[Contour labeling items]
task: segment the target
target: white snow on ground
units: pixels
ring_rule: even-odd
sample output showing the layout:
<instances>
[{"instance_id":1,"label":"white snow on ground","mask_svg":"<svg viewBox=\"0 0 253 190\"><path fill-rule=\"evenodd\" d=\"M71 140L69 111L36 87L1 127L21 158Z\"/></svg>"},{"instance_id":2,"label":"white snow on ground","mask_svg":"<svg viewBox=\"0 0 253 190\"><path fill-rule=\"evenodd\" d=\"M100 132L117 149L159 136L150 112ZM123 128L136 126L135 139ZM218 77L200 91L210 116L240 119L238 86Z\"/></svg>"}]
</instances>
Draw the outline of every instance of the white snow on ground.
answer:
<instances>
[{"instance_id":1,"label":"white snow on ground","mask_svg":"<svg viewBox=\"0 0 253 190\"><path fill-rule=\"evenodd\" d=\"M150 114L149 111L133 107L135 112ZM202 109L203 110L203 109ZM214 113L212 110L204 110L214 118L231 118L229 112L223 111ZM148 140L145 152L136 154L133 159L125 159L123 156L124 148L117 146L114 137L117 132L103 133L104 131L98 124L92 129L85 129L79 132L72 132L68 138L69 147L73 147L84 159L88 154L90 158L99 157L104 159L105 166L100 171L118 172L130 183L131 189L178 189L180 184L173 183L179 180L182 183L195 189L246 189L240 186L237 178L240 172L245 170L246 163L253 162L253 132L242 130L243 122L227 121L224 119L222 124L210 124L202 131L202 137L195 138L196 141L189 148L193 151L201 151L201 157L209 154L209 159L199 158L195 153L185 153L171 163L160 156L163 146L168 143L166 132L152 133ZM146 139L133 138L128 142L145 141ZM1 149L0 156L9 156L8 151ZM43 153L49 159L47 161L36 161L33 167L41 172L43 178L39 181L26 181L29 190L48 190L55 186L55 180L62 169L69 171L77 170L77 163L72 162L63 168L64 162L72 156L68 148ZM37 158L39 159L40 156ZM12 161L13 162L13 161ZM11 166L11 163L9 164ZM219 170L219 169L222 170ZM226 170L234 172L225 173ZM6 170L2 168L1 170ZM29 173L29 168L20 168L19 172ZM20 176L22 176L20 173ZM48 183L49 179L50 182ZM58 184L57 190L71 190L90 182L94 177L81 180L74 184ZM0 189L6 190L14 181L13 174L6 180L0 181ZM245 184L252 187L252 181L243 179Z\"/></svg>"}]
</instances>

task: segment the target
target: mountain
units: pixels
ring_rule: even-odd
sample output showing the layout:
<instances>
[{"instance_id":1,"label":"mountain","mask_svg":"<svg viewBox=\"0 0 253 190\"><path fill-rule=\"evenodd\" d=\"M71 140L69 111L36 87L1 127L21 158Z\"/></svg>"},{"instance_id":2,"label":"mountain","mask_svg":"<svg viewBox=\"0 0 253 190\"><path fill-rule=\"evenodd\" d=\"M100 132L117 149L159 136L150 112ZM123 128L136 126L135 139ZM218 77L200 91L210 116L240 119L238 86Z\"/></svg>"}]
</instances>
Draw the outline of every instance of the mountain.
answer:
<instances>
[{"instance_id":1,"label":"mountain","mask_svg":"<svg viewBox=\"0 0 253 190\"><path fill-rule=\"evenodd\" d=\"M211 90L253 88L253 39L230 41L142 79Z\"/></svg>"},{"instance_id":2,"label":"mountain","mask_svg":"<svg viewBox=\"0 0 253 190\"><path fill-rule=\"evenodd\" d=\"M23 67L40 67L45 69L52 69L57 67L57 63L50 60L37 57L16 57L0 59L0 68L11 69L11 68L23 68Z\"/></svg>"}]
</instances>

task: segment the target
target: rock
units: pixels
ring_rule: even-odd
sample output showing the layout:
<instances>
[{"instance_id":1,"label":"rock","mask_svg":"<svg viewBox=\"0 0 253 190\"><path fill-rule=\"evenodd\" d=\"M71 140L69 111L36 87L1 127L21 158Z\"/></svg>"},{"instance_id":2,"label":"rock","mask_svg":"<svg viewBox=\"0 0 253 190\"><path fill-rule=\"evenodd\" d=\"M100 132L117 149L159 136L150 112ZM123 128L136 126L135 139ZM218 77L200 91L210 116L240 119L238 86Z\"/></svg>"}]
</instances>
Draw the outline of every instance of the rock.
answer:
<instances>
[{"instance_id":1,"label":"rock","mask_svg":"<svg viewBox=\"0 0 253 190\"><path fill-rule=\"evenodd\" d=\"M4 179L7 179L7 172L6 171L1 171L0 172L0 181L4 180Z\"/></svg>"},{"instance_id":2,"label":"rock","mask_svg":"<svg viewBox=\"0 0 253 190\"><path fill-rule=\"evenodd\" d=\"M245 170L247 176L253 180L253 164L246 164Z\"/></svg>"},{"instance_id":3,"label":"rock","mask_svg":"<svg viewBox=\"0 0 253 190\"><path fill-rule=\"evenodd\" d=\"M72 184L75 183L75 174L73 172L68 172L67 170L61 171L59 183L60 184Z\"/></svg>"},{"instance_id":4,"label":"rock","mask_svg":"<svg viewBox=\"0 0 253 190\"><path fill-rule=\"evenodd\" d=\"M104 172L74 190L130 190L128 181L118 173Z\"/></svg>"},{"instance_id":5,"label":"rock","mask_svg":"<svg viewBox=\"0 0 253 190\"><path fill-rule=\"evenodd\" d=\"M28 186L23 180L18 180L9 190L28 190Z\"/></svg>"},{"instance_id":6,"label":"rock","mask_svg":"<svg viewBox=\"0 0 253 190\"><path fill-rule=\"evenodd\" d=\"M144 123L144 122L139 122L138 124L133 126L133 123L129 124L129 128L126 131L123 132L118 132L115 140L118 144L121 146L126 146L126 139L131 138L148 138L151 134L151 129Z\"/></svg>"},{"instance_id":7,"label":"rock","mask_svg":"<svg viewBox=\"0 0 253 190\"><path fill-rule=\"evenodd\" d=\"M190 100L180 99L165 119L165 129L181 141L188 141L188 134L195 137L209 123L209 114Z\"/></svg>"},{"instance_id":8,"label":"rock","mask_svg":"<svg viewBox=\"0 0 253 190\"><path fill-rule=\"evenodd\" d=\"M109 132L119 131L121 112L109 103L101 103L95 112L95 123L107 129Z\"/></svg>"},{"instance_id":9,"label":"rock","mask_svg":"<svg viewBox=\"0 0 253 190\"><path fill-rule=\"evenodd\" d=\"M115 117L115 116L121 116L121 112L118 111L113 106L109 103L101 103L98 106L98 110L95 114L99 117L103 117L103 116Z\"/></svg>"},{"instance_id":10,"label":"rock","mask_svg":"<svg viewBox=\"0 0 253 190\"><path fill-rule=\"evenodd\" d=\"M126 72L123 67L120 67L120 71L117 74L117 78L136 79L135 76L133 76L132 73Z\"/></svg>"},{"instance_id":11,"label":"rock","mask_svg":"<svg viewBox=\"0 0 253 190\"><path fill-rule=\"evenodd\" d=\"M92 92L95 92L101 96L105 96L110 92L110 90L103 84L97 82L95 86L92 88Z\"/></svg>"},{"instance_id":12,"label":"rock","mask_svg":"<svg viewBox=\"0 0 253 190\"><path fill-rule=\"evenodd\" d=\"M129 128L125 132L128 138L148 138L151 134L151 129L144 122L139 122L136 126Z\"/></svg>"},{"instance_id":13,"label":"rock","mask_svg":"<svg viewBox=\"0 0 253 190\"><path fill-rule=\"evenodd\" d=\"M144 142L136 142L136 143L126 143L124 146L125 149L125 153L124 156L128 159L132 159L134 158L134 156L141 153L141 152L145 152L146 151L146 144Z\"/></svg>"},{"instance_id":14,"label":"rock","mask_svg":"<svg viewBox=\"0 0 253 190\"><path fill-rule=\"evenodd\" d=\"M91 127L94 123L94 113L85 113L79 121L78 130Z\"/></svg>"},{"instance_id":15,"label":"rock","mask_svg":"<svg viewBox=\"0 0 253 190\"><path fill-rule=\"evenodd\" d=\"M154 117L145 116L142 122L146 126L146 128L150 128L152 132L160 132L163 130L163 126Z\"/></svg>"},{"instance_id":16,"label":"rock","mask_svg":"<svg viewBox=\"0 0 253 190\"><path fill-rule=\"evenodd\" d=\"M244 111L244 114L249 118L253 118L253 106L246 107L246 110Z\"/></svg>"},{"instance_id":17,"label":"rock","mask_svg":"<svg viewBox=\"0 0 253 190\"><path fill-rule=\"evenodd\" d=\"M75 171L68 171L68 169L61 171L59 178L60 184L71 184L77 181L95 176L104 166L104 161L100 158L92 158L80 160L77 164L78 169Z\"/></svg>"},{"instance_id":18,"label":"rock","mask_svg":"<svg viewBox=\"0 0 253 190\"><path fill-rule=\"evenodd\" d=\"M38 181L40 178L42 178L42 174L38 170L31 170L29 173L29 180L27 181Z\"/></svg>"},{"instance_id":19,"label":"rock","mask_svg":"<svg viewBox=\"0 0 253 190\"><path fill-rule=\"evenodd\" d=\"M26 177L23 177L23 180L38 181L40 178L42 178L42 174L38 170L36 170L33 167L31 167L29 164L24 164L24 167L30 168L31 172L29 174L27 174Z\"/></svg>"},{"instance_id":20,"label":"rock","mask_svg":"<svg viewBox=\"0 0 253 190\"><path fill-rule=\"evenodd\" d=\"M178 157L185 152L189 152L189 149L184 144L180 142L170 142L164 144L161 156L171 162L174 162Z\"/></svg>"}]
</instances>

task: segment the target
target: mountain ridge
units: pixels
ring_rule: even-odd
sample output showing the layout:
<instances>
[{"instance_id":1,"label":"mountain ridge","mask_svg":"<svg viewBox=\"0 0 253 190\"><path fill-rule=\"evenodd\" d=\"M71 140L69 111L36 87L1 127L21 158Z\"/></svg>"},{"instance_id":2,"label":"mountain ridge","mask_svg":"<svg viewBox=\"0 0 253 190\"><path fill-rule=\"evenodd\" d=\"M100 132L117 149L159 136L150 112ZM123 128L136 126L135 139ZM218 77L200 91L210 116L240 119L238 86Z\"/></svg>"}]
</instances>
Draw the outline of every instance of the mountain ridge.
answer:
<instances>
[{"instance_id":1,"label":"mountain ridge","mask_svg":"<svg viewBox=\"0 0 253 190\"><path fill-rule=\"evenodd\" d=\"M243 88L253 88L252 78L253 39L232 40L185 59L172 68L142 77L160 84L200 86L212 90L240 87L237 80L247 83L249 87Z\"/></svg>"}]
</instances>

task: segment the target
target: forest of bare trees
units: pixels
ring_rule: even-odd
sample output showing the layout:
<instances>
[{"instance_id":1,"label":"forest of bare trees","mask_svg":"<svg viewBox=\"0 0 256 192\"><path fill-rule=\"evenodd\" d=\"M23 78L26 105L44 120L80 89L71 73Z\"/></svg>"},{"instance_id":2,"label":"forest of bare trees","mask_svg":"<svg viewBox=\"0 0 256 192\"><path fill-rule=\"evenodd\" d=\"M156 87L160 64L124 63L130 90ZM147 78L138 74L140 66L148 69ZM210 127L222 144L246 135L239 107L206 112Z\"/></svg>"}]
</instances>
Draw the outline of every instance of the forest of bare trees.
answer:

YOUR TASK:
Can you show every line of the data above that contains the string "trees"?

WRITTEN RESPONSE:
target: forest of bare trees
[{"instance_id":1,"label":"forest of bare trees","mask_svg":"<svg viewBox=\"0 0 256 192\"><path fill-rule=\"evenodd\" d=\"M23 78L26 105L44 120L80 89L71 73Z\"/></svg>"},{"instance_id":2,"label":"forest of bare trees","mask_svg":"<svg viewBox=\"0 0 256 192\"><path fill-rule=\"evenodd\" d=\"M156 87L160 64L124 63L130 90ZM147 78L138 74L140 66L148 69ZM210 127L222 144L246 135L239 107L206 112Z\"/></svg>"}]
Draw the outline of every instance of the forest of bare trees.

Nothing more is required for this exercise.